Work to complete: Repeat the data exactly as it appears.

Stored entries

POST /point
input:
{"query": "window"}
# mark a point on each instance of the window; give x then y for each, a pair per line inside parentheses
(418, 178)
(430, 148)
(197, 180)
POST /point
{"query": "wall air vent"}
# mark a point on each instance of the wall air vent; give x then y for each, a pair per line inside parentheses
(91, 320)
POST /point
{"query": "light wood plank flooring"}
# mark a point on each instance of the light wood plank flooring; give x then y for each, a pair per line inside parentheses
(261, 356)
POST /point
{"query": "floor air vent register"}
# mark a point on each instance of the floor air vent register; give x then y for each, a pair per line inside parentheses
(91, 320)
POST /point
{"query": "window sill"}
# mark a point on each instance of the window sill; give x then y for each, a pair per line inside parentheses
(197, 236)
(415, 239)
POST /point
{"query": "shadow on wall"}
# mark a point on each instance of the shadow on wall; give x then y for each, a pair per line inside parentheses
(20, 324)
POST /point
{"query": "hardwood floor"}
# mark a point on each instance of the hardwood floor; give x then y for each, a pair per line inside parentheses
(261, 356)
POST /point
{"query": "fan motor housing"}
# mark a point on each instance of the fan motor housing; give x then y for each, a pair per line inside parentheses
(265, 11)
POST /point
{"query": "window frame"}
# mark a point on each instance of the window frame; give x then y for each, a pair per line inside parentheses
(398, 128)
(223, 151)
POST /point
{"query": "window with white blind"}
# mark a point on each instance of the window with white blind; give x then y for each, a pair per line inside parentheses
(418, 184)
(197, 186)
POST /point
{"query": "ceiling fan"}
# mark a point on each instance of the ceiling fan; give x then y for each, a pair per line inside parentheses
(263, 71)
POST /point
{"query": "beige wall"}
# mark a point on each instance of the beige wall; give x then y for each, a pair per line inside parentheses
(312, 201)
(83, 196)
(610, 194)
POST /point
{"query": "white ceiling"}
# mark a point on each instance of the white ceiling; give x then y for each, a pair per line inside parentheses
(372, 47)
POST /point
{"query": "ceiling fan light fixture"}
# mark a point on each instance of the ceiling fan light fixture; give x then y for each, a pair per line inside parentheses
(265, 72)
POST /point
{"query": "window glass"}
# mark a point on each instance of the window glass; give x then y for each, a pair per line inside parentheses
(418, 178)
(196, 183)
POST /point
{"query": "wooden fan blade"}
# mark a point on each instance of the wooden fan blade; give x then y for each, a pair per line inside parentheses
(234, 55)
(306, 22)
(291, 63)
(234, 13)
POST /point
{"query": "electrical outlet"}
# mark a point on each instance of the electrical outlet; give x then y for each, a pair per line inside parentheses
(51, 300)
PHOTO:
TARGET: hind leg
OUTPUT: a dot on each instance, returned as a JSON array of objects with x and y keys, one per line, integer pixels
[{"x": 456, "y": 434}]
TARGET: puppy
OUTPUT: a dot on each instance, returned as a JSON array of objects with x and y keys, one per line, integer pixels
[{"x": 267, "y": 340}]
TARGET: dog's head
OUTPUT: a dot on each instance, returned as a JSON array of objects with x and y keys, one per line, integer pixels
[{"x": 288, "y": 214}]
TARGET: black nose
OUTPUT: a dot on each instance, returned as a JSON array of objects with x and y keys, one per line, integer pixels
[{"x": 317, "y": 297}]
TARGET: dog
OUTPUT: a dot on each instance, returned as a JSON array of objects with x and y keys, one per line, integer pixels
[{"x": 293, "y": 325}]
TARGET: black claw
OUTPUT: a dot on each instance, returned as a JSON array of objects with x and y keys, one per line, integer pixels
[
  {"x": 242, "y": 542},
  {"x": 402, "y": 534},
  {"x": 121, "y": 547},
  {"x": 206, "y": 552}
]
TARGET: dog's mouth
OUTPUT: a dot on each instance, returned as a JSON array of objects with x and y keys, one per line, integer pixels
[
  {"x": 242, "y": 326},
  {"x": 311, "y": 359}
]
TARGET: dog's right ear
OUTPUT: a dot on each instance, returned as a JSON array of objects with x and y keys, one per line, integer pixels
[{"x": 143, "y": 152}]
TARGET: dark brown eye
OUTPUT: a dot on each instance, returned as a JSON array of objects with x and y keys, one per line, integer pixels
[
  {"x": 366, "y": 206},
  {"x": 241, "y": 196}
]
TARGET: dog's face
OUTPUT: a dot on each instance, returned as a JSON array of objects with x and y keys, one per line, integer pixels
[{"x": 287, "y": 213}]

Output of the exercise:
POST /point
input:
{"query": "window"}
# mark a point on each instance of the window; give x then y for each, a pair per line inside parentheses
(418, 178)
(430, 148)
(197, 180)
POST /point
{"query": "wall air vent"}
# mark a point on each instance of the wall air vent; give x then y for each, a pair per line inside parentheses
(91, 320)
POST /point
{"query": "light wood plank flooring"}
# mark a point on each instance of the light wood plank flooring; give x then y for each, a pair per line inside parentheses
(261, 356)
POST /point
{"query": "floor air vent register"}
# mark a point on each instance of the floor air vent register; give x then y for each, a pair per line inside parentheses
(91, 320)
POST /point
{"query": "window sill"}
# mark a point on each instance of the window sill; give x then y for each, a pair per line inside parentheses
(197, 236)
(415, 239)
POST /point
{"query": "shadow on wall"}
# mark a point on each instance of the shadow on wall; give x then y for each, a pair per line inside parentheses
(20, 324)
POST /point
{"query": "hardwood floor"}
# mark a point on each instance of the hardwood floor; give x then y for each, a pair per line inside parentheses
(261, 356)
POST /point
{"query": "fan motor housing"}
# mark a point on each instance of the fan motor housing; give x then y for each, a pair per line inside parentheses
(265, 11)
POST /point
{"query": "window frame"}
# mark a point on each instance of the window frame; give x then y for each, a pair per line inside parentheses
(398, 128)
(223, 151)
POST /point
{"query": "window with white blind"}
# mark a point on each instance of the window with white blind; give x then y for each, a pair per line inside parentheses
(418, 184)
(197, 186)
POST /point
{"query": "ceiling fan"}
# mark a point on each instance of the ceiling fan; give x then y for each, a pair per line inside parentheses
(263, 71)
POST /point
{"query": "beige wall"}
# mark a point on each instance of the beige wall; give x then y for each, a pair per line inside parentheses
(312, 201)
(83, 196)
(610, 194)
POST /point
{"query": "white ceiling"}
# mark a point on each instance of the white ceiling; give x then y for each, a pair per line inside parentheses
(372, 47)
POST /point
{"query": "ceiling fan light fixture"}
# mark a point on each instance of the ceiling fan light fixture; give x then y for each, a pair per line inside parentheses
(265, 72)
POST /point
{"query": "window glass"}
# mark a point on each instance of the window glass; give x then y for each, a pair per line inside parentheses
(418, 178)
(196, 183)
POST /point
{"query": "wooden fan blade"}
# mark a point on each instance of the wooden fan blade; give x then y for each, a pair per line inside parentheses
(234, 55)
(306, 22)
(291, 63)
(234, 13)
POST /point
{"query": "electrical outlet"}
# mark a point on each instance of the electrical outlet; give x then y for each, a pair per line inside parentheses
(51, 300)
PHOTO:
TARGET: hind leg
OUTPUT: a dot on each instance, returned as a JSON array of objects with x and y keys, one per line, integer pixels
[{"x": 456, "y": 434}]
TARGET: puppy
OUTPUT: a dot on each instance, returned as a JSON array of objects with x and y keys, one per line, integer pixels
[{"x": 267, "y": 340}]
TARGET: dog's head
OUTPUT: a dot on each instance, returned as a JSON array of objects with x and y keys, one per line, integer pixels
[{"x": 288, "y": 214}]
TARGET: black nose
OUTPUT: a dot on each instance, returned as a JSON array of objects with x and y keys, one per line, integer pixels
[{"x": 317, "y": 297}]
TARGET: dog
OUTPUT: a dot on each instance, returned as a JSON array of objects with x and y keys, one per line, integer pixels
[{"x": 293, "y": 325}]
TARGET: black claw
OUTPUT: a dot on each instance, returned as a JSON array of objects with x and y keys, one per line, integer pixels
[
  {"x": 242, "y": 542},
  {"x": 402, "y": 534},
  {"x": 121, "y": 547},
  {"x": 206, "y": 552}
]
TARGET: dog's mouth
OUTPUT: a dot on each instance, returned as a JSON array of objects with x and y keys, one per line, integer pixels
[
  {"x": 242, "y": 326},
  {"x": 311, "y": 359}
]
TARGET: dog's right ear
OUTPUT: a dot on each instance, returned as a JSON array of objects with x and y keys, one per line, integer pixels
[{"x": 143, "y": 152}]
TARGET: dark brown eye
OUTPUT: a dot on each instance, returned as a JSON array of objects with x and y keys, one per line, integer pixels
[
  {"x": 366, "y": 206},
  {"x": 241, "y": 196}
]
TARGET: dog's face
OUTPUT: a dot on each instance, returned as a JSON array of objects with x and y keys, one per line, integer pixels
[{"x": 287, "y": 213}]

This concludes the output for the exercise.